• [Teilaufgaben]:
• 1. Beantworte drei Fragen zur Stellungnahme zur Reanimation:
(a) Welche drei Bereiche der Versorgung nennt die Stellungnahme als Beispiele für rasch nötige Diagnostik und Therapie?
(b) An die Stellungnahme welches Gremiums lehnt sich die Empfehlung des GRC-Vorstands an?
(c) Wovon ist auszugehen, wenn keine Brustkorbbewegungen erkennbar sind?
• 2. Setze die Stellungnahme zur Reanimation bitte nach ihrem letzten Satz fort.
------ Textauszug ------
Stellungnahme des Deutschen Rates für
Wiederbelebung / German Resuscitation Council (GRC)
zur Durchführung von Wiederbelebungsmaßnahmen
im Umfeld der COVID-19-Pandemie
Die COVID-19-Pandemie hat in den vergangenen Wochen zu erheblichen Veränderungen in allen Lebensbereichen geführt. Besonders betroffen ist hierbei das gesamte Gesundheitswesen, welches sich sehr schnell an die akut veränderten Anforderungen anpassen musste.
Ungeachtet der Herausforderungen durch die COVID-19-Pandemie ist es jedoch wichtig, die hochwertige medizinische Versorgung der Bevölkerung in allen Bereichen aufrechtzuerhalten. Beispiele hierfür sind die Versorgung von Tumorerkrankungen, Traumafolgen oder Herz-Kreislauferkrankungen, die jeweils einer raschen Diagnostik und Therapie bedürfen.
Das Umfeld der kardiopulmonalen Reanimation ist in diesem Zusammenhang besonders herausfordernd: Einerseits erfordert der akute Herz-Kreislaufstillstand mit den BLS- bzw. ALS-Maßnahmen eine unmittelbar zu beginnende Therapiemaßnahme, gleichzeitig muss jedoch ein maximaler Schutz der hilfeleistenden Laien oder des medizinischen Fachpersonals in der gegebenen COVID-19-Situation sichergestellt werden. Der Vorstand des GRC hat diese Fragen daher ausführlich diskutiert und empfiehlt in Anlehnung an die detaillierte aktuelle Stellungnahme des International Liaison Committee on Resuscitation (ILCOR) (siehe unter https://costr.ilcor.org/document/covid-19-infection-risk-to-rescuers-from-patients-in-cardiac-arrest) folgendes Vorgehen bei kardiopulmonaler Reanimation:
• Bei der Durchführung einer kardiopulmonalen Reanimation können Aerosole entstehen, die über die Atemwege des Betroffenen freigesetzt werden und den Helfer gefährden können. Infizierte Aerosole können auch bei der Atemkontrolle freigesetzt werden. Daher soll sich diese auf das Überstrecken des Nackens mit Anheben des Kinns und die Beobachtung etwaiger Brustkorbbewegungen beschränken. Im Gegensatz zu den bisherigen Lehraussagen soll sich der Helfer derzeit nicht dem Gesicht des Betroffenen nähern, um ggf. Atemgeräusche zu hören oder einen Luftzug zu spüren. Wenn keine Brustkorbbewegungen erkennbar sind, ist davon auszugehen, dass der Betroffene nicht atmet.
------ Daten zur Auswertung ------
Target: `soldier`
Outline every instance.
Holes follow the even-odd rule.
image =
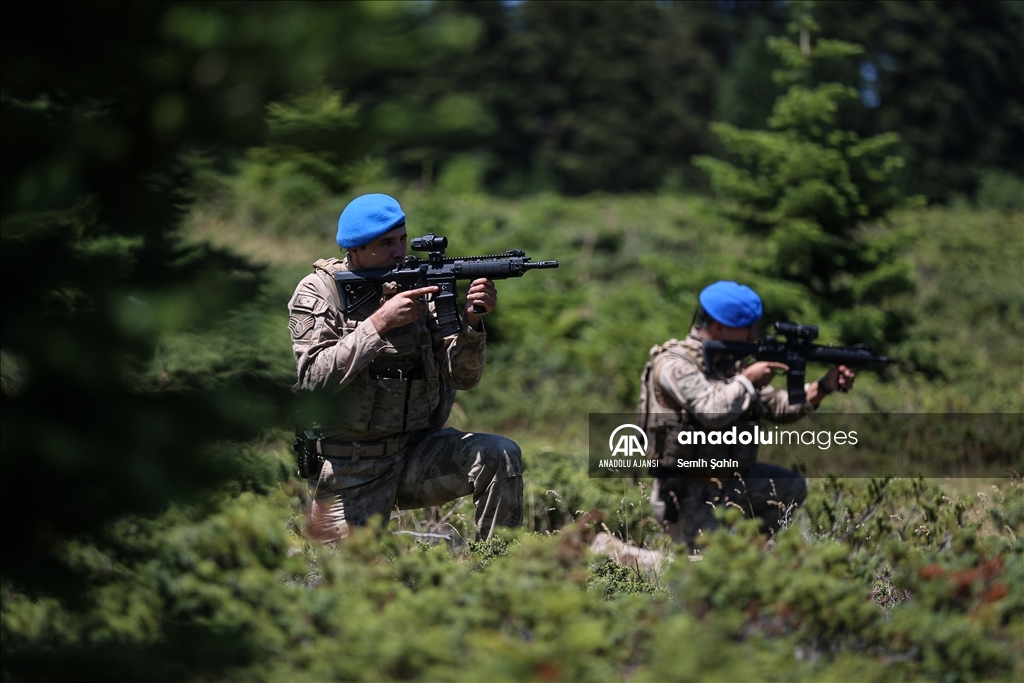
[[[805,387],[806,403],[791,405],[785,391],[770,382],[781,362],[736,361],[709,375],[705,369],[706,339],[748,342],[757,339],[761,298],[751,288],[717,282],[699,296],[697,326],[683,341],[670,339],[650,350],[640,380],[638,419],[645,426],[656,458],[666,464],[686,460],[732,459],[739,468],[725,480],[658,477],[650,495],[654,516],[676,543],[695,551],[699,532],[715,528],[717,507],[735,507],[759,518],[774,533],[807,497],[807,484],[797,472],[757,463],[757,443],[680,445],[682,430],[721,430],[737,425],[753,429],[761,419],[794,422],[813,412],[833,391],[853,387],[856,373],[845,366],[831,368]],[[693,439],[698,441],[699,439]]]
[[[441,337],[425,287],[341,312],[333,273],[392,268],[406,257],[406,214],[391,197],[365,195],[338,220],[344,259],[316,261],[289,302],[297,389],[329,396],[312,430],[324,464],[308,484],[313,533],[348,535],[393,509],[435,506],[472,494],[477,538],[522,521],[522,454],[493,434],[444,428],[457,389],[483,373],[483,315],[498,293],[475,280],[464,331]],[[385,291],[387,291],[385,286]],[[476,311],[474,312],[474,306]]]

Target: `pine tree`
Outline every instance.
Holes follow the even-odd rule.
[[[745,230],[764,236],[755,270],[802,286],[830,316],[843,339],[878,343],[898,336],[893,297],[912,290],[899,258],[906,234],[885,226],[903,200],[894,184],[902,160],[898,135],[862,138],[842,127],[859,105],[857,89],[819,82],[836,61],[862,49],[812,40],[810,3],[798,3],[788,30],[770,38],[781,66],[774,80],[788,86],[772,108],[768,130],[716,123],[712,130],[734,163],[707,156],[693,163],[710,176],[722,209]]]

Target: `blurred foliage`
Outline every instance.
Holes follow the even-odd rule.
------
------ Daten zur Auswertung ------
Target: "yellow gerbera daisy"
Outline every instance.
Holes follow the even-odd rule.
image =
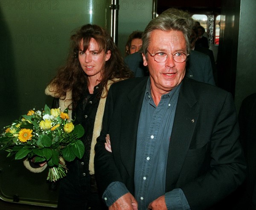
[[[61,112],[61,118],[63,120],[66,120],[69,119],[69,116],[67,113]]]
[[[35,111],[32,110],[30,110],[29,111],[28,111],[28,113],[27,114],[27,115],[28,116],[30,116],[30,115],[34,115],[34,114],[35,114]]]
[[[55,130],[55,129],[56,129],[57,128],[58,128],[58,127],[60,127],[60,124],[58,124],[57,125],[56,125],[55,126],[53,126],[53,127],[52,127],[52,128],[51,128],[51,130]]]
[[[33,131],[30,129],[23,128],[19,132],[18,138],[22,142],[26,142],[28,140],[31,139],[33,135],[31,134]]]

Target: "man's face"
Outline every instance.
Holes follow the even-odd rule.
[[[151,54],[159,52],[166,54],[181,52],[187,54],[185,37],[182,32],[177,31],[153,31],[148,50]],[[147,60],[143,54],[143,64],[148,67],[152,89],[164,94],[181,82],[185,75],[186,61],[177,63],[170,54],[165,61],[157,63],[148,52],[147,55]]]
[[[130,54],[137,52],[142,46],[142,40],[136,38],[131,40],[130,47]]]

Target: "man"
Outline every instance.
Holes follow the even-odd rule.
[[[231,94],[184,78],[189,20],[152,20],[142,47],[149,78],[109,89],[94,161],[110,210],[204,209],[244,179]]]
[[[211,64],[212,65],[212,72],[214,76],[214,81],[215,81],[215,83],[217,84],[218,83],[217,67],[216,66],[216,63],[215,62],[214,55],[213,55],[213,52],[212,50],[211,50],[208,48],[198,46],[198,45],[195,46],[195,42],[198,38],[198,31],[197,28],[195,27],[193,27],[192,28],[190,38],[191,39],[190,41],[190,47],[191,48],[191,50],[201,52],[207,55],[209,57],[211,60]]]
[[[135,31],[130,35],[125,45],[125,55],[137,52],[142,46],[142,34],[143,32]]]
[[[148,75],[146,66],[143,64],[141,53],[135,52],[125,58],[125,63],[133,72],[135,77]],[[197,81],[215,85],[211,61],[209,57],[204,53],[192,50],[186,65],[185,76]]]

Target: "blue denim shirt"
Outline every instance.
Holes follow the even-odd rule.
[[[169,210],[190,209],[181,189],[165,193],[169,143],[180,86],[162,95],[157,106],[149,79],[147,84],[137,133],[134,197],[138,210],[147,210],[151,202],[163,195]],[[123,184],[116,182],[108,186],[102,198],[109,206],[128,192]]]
------
• [Lösungen]:
• 1.
(a) Die Versorgung von Tumorerkrankungen, Traumafolgen und Herz-Kreislauferkrankungen.
(b) An die Stellungnahme des International Liaison Committee on Resuscitation (ILCOR).
(c) Davon, dass der Betroffene nicht atmet.

• 2.
• Fehlt die Reaktion auf Ansprache bzw. Berührung und ist keine Atembewegung sichtbar (PRÜFEN) ist sofort der Rettungsdienst zu alarmieren (RUFEN) und unverzüglich mit der Herzdruckmassage bzw. der kardiopulmonalen Reanimation zu beginnen (DRÜCKEN). Die Wiederbelebungsmaßnahmen durch Laien und Ersthelfer sollen sich bei unbekannten
Hilfsbedürftigen auf die Herzdruckmassage und den Einsatz von öffentlich zugänglichen Automatisierten Externen Defibrillatoren (AED) beschränken. Auf die Atemspende soll in diesen Fällen verzichtet werden. Das Gesicht des Betroffenen kann zusätzlich durch ein Tuch oder Kleidungsstück bedeckt werden. U.a. bei Personen aus dem häuslichen Umfeld (z.B. Familienmitglieder) ist durch das bestehende enge Zusammenleben von einer geringeren Ansteckungsgefahr durch das Coronavirus SARS-CoV-2 auszugehen als bei Unbekannten im öffentlichen Raum. Die Durchführung einer Atemspende soll daher immer auch situationsbezogen abgewogen werden.
• Bei Kindern, die wiederbelebt werden müssen, spielt die Durchführung der Atemspende eine besondere Rolle, insbesondere wenn dem Atem-Kreislauf-Stillstand eine respiratorische Ursache zugrunde liegt. Die Entscheidung zur Durchführung einer Atemspende sollte im Bewusstsein des potentiellen Infektionsrisikos, das auch von asymptomatischen oder gering symptomatischen Kindern ausgeht, getroffen werden.
• Medizinisches Fachpersonal soll sich durch geeignete persönliche Schutzausrüstung entsprechend der nationalen und lokalen Vorgaben schützen, wenn Maßnahmen durchgeführt werden, bei denen Aerosole entstehen können.
• Medizinisches Fachpersonal soll im Sinne einer Nutzen-Risiko Abwägung die Durchführung von Defibrillationen erwägen, bevor ggf. Aerosol generierende Tätigkeiten durchgeführt werden, die durch das Anlegen einer geeigneten Schutzausrüstung möglicherweise verzögert werden könnten.